The data:
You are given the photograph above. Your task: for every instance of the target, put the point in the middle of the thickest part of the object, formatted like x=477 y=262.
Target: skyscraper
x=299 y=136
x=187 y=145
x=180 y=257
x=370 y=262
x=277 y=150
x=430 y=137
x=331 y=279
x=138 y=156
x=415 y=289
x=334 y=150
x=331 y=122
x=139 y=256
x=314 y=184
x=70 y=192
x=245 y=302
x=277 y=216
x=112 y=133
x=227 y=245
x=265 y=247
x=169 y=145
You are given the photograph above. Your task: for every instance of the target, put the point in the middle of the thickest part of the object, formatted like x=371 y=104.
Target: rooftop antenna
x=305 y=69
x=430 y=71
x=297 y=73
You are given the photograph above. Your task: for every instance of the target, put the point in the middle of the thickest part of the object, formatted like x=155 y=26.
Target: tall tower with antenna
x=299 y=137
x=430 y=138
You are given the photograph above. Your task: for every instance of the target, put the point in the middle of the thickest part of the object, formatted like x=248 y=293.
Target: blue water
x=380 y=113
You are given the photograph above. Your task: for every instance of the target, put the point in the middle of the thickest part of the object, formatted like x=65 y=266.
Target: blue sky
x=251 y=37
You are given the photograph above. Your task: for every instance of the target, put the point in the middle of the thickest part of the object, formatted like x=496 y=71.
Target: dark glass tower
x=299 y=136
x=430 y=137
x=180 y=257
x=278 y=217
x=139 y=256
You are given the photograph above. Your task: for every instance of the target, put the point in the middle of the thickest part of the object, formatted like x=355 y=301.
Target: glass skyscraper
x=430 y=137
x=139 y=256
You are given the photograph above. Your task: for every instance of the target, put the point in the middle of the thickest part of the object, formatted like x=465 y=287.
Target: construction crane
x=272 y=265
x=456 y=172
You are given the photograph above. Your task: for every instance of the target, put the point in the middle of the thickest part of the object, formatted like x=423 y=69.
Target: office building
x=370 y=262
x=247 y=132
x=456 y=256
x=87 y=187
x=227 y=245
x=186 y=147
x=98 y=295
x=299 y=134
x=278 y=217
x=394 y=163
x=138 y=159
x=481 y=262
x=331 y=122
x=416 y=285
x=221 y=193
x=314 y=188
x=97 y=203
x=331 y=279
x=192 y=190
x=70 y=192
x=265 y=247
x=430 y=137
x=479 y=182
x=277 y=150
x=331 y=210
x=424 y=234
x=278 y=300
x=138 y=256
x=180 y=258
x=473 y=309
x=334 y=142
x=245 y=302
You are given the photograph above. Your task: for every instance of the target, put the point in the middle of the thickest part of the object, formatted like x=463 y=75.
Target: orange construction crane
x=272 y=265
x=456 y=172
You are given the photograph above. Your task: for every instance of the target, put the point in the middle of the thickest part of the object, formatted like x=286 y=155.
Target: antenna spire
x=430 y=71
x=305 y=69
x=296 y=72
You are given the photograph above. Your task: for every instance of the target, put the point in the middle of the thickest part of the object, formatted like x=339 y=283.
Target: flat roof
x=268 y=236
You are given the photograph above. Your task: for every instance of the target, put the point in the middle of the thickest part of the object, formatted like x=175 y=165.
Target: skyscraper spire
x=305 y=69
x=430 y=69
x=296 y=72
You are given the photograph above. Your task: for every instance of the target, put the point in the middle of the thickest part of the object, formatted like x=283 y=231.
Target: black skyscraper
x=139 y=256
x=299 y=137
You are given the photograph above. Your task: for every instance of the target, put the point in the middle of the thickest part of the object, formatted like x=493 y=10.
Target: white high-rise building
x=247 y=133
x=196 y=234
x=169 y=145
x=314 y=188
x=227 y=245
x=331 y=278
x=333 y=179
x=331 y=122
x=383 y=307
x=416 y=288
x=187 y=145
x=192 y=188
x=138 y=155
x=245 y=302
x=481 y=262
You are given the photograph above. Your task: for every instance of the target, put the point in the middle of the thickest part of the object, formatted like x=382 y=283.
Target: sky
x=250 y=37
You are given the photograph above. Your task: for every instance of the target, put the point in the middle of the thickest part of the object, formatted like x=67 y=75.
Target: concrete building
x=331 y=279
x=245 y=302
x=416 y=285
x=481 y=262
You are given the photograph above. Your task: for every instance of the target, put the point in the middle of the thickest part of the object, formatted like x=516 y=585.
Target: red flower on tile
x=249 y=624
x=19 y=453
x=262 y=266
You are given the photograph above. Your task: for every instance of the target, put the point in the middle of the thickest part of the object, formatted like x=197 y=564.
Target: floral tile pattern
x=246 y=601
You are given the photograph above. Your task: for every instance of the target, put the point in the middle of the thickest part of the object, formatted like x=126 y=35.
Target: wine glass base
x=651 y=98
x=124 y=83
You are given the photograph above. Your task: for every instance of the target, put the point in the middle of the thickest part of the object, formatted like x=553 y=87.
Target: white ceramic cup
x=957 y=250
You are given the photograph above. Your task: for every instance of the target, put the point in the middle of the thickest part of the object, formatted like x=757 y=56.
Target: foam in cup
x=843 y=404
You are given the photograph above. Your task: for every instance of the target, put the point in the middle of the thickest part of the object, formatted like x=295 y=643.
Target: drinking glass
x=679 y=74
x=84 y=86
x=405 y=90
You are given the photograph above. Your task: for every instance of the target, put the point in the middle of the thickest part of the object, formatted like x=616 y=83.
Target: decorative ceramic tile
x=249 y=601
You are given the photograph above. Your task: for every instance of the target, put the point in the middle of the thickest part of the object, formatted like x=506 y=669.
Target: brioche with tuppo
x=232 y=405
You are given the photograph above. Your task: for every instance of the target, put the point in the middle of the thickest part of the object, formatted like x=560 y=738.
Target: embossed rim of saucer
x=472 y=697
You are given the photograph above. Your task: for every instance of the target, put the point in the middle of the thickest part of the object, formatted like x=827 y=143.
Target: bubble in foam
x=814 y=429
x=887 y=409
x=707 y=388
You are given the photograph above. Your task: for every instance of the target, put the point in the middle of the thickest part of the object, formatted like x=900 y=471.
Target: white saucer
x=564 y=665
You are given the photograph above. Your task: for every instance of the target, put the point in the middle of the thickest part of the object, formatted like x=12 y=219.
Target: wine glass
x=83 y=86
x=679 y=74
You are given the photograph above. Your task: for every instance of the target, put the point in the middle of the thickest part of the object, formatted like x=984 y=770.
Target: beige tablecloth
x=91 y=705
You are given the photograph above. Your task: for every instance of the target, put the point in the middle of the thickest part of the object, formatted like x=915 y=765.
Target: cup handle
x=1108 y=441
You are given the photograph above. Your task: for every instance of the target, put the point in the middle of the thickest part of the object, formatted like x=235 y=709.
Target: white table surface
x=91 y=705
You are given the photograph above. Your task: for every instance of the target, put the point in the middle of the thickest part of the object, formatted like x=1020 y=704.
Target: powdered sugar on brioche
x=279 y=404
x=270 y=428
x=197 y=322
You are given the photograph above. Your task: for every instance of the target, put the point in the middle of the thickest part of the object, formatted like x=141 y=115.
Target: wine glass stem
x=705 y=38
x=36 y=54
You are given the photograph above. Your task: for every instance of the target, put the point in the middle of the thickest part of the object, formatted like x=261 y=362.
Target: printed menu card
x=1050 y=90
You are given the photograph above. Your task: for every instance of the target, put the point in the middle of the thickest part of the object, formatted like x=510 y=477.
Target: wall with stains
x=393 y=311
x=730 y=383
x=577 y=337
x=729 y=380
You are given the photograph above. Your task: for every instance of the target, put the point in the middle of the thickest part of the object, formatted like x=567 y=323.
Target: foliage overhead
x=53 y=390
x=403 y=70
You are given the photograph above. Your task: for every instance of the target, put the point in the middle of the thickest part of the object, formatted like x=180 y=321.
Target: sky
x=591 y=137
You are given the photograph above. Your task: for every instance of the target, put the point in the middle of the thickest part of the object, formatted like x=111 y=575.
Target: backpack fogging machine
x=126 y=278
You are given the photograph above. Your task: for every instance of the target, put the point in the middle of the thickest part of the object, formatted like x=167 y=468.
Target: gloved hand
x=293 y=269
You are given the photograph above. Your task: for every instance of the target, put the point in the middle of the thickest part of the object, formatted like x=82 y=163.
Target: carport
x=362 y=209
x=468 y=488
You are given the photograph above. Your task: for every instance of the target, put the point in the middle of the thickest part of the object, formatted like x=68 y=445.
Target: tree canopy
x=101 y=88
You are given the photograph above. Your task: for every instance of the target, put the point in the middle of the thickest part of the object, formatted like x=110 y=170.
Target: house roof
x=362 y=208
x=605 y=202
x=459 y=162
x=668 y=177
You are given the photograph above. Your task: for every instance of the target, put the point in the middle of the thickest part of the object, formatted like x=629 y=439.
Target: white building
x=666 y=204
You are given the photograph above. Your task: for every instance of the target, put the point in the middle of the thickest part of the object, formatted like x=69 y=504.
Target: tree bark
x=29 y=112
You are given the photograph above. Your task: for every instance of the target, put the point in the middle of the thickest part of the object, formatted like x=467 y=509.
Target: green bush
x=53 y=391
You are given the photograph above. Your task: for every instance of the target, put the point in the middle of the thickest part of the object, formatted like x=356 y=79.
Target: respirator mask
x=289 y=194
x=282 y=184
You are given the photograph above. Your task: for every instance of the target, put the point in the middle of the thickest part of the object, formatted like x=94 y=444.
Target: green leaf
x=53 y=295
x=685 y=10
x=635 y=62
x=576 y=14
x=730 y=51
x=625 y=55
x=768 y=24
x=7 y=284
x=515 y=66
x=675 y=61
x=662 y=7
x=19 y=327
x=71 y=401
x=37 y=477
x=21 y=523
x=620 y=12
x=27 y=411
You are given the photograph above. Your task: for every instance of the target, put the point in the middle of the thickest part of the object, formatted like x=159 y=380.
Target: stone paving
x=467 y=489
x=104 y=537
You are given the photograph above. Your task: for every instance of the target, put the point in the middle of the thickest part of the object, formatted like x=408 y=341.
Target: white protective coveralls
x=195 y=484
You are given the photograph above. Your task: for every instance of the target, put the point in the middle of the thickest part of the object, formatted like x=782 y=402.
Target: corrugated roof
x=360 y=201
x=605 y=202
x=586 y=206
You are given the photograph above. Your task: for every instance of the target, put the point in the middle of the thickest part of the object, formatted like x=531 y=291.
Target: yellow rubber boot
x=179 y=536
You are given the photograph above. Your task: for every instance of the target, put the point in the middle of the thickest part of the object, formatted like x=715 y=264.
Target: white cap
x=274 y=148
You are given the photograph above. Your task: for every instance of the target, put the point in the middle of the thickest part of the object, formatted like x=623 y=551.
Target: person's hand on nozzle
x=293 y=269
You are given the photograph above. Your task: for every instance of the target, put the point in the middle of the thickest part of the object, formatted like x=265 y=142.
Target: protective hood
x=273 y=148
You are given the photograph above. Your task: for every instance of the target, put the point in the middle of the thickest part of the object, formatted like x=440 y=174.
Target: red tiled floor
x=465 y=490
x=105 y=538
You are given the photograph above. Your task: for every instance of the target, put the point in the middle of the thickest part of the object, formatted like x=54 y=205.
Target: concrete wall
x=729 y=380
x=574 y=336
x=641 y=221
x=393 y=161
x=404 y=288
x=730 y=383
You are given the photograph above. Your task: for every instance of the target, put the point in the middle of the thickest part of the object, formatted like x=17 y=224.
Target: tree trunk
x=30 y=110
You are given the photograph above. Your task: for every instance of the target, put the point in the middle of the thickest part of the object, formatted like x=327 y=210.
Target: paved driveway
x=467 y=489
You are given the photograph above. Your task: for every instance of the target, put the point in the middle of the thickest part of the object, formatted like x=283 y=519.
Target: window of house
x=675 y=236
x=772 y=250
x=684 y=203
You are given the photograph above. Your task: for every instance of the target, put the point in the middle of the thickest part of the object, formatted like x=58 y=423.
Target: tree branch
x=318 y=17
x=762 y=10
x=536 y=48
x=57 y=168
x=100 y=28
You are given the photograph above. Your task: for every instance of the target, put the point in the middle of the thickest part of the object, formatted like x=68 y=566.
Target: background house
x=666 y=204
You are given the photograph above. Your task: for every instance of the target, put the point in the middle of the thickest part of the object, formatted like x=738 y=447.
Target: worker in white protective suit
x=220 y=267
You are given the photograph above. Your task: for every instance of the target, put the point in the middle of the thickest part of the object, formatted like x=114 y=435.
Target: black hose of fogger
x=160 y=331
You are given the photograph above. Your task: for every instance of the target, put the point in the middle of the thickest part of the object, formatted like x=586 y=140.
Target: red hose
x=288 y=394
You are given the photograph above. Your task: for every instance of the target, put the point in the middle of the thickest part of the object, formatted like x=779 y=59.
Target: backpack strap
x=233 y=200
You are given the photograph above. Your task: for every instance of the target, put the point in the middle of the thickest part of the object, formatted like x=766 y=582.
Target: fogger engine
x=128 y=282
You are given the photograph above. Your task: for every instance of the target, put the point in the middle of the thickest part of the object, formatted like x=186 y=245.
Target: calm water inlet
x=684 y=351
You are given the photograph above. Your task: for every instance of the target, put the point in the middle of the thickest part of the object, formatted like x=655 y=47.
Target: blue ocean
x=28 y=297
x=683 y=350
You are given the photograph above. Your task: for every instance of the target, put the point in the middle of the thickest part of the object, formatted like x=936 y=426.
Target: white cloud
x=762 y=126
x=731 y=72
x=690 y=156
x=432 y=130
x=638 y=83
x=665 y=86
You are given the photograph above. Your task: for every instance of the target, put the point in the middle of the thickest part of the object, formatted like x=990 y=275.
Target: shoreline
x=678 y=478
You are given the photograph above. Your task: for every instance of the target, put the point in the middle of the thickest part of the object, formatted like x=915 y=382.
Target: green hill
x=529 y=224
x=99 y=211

What the task requires:
Using the listing above, copy exactly the line that contains "Target: red tiled floor", the line that contains "like x=54 y=205.", and each line that falls between them.

Expected output:
Target: red tiled floor
x=465 y=490
x=105 y=538
You are given the photograph above. Your task: for every instance of the target, put the point in the middle of the thickest part of the object, formatted like x=54 y=205.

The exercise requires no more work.